(Entries taken from a collection)
++++
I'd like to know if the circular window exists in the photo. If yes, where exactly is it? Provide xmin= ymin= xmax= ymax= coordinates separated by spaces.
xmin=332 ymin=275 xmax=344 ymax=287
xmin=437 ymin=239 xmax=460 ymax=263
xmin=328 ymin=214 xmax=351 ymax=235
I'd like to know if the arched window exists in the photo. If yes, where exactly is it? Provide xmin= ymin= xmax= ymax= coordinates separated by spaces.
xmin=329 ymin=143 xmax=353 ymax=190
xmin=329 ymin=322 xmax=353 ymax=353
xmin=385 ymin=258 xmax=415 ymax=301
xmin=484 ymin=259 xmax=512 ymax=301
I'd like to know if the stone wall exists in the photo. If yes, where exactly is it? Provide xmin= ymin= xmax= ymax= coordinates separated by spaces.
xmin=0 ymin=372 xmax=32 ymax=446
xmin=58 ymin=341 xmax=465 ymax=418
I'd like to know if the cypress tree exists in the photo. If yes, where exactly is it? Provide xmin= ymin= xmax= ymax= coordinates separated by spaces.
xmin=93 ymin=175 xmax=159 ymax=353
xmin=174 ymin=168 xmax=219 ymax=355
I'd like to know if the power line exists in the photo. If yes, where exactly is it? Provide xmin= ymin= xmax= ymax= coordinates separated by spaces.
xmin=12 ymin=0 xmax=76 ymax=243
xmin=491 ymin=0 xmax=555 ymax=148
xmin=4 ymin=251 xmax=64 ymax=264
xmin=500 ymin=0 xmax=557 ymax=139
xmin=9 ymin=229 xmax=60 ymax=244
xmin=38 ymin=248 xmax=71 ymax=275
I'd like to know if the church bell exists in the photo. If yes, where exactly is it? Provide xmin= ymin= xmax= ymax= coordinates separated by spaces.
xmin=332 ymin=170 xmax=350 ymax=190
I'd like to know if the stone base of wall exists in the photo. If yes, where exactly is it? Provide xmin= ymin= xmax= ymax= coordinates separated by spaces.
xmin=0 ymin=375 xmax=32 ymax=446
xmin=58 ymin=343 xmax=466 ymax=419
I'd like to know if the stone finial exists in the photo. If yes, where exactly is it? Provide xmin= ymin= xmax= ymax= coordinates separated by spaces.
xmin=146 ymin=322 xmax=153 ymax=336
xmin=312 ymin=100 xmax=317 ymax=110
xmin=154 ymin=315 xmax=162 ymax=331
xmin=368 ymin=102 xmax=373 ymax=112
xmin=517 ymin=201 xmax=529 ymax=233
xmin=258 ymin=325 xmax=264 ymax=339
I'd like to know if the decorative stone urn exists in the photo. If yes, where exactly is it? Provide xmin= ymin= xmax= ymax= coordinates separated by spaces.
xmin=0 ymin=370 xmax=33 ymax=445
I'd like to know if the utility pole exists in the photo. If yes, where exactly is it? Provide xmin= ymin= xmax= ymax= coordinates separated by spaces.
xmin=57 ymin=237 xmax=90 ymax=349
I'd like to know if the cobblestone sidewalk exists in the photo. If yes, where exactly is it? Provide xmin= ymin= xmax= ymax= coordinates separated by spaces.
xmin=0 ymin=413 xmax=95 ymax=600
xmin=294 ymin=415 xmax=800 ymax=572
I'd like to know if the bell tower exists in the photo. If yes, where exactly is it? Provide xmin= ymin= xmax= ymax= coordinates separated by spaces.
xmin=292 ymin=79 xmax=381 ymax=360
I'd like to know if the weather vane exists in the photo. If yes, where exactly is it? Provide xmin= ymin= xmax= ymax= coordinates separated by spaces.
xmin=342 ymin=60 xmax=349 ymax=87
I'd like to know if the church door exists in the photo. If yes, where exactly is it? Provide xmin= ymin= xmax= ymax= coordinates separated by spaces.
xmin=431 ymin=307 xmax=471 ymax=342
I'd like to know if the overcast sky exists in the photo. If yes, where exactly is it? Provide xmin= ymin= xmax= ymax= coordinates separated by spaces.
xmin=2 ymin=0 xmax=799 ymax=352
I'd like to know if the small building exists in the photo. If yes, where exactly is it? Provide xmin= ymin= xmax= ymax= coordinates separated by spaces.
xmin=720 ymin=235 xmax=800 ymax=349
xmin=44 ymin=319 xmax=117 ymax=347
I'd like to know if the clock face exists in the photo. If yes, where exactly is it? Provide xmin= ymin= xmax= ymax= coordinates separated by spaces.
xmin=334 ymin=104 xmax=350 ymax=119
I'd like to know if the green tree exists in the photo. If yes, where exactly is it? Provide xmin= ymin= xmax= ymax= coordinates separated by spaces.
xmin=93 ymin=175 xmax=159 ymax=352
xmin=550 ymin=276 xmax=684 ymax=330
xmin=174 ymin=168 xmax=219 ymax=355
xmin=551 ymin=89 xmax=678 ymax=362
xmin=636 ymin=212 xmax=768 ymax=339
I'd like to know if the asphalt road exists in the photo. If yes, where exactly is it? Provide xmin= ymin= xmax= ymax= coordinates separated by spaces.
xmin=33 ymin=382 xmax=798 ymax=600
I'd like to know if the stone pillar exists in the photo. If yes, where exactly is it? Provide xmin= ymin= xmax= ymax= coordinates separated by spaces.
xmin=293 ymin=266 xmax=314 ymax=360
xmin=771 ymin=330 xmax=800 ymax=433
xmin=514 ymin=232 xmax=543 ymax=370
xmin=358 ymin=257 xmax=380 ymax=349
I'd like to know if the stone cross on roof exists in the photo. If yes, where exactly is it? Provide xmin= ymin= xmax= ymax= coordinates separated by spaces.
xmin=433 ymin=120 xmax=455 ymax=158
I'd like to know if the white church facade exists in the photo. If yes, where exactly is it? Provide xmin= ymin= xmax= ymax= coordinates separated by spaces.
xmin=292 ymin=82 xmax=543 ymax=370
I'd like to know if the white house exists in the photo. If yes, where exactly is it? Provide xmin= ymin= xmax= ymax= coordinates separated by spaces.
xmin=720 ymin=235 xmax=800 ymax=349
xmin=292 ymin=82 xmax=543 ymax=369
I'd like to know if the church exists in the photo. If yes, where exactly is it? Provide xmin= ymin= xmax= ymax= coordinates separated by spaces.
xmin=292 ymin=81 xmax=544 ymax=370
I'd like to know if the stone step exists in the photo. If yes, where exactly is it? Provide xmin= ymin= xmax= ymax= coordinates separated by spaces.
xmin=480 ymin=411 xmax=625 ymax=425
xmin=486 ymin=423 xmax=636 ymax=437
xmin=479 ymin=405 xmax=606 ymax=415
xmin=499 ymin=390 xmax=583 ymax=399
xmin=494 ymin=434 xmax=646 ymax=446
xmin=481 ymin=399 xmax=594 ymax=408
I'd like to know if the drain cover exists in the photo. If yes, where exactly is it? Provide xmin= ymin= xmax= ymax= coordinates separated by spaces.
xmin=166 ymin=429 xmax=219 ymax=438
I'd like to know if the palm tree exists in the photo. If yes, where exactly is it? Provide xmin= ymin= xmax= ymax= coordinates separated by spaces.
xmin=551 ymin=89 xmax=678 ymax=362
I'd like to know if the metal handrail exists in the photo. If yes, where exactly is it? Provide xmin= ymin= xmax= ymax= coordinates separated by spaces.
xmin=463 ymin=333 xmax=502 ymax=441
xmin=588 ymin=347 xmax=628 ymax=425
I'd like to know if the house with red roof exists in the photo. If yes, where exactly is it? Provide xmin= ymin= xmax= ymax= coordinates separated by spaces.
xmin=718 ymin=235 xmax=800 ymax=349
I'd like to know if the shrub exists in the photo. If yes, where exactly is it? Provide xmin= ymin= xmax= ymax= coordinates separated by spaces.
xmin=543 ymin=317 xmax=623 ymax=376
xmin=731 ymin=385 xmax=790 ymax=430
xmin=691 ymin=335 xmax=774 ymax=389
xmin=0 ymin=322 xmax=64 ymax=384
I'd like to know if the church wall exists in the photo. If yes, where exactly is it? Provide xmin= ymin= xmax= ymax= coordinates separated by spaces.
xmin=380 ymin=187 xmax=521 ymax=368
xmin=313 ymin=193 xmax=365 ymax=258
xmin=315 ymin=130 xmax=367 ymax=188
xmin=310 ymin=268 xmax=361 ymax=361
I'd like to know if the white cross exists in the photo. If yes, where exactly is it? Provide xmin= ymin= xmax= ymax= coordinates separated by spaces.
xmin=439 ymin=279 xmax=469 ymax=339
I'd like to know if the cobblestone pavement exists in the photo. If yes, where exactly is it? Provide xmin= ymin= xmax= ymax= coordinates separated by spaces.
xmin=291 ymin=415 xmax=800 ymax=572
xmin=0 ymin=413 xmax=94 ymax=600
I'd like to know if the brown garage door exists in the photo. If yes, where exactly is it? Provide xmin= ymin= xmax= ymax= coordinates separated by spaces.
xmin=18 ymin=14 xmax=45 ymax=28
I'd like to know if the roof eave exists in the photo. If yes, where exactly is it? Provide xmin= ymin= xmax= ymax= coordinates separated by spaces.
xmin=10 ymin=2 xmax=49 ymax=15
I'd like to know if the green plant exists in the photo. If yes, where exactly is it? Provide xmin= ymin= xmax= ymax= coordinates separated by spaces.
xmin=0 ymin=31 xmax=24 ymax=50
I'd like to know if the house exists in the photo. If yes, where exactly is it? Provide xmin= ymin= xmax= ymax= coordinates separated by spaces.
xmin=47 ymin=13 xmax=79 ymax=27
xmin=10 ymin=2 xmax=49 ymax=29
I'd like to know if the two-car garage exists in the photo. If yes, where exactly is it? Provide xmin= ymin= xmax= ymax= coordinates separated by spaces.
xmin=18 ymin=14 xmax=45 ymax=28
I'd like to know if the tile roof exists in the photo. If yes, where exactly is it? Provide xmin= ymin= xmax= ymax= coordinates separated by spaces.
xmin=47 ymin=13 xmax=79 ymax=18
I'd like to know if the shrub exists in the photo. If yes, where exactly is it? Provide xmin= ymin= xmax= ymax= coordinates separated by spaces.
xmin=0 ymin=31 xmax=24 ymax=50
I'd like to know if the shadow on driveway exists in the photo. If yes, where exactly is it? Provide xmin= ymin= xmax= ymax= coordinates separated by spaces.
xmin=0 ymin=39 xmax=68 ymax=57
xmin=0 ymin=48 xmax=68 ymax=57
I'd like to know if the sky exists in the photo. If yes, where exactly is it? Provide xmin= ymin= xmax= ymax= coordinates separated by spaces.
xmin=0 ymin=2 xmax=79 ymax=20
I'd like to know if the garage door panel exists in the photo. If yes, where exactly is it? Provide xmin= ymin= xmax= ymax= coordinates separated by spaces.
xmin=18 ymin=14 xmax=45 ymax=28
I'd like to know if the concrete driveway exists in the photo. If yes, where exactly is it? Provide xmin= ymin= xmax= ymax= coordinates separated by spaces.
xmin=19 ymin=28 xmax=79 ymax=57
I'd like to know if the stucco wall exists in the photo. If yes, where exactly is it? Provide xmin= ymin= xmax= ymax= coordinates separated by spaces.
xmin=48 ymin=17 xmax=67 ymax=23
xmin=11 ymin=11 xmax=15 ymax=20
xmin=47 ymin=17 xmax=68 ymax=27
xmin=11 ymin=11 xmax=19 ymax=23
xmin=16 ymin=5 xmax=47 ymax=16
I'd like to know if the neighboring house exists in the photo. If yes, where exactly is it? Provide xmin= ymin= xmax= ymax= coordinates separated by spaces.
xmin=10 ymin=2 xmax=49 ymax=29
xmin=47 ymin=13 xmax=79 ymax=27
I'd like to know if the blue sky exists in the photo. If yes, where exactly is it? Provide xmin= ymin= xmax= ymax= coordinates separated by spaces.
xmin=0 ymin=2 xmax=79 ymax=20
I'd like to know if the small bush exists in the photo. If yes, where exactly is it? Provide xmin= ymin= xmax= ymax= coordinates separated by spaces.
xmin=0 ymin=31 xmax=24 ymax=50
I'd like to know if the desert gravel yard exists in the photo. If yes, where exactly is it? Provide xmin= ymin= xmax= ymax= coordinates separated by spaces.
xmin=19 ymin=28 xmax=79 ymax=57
++++
Exercise prompt »
Precisely the line with "I'd like to know if the desert" and the lines after it, up to the last line of the entries above, are to be reproduced, and nothing more.

Exercise response »
I'd like to know if the desert gravel yard exists in the photo. If yes, where exactly is it? Provide xmin= ymin= xmax= ymax= coordinates separated by spaces.
xmin=19 ymin=28 xmax=79 ymax=57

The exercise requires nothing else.